[Task directions]:
Everything from the line holding "Annotate the yellow and" through the last line below is needed; please reproduce those lines exactly, adding nothing.

[Opening Data provided section]

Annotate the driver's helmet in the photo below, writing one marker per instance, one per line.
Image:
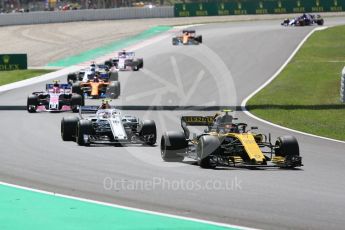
(106, 114)
(56, 89)
(224, 119)
(95, 79)
(105, 104)
(224, 123)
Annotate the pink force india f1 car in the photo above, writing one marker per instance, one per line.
(57, 97)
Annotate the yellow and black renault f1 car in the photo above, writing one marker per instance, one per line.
(225, 143)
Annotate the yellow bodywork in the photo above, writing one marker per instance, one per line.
(251, 147)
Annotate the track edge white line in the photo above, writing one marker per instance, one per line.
(126, 207)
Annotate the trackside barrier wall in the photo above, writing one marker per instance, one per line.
(84, 15)
(242, 7)
(342, 86)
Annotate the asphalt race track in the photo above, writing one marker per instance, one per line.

[Closing Data provided section]

[Result for this exercise]:
Annotate the yellow and black renault f1 car in the photo above, writing one marker per instance, one per line.
(225, 143)
Annotate the yellow bodywork in the photo above, writing one marker per instance, one per line.
(251, 147)
Annotate the track edge white line in the photo above, writing one marker per instance, one per line.
(126, 207)
Annotate the trackside barrier wall in the photo above, writing one marker per instance, one per line.
(84, 15)
(242, 7)
(342, 86)
Annotate the asphalt race track in the photo above, writing one marker per instance, one per line.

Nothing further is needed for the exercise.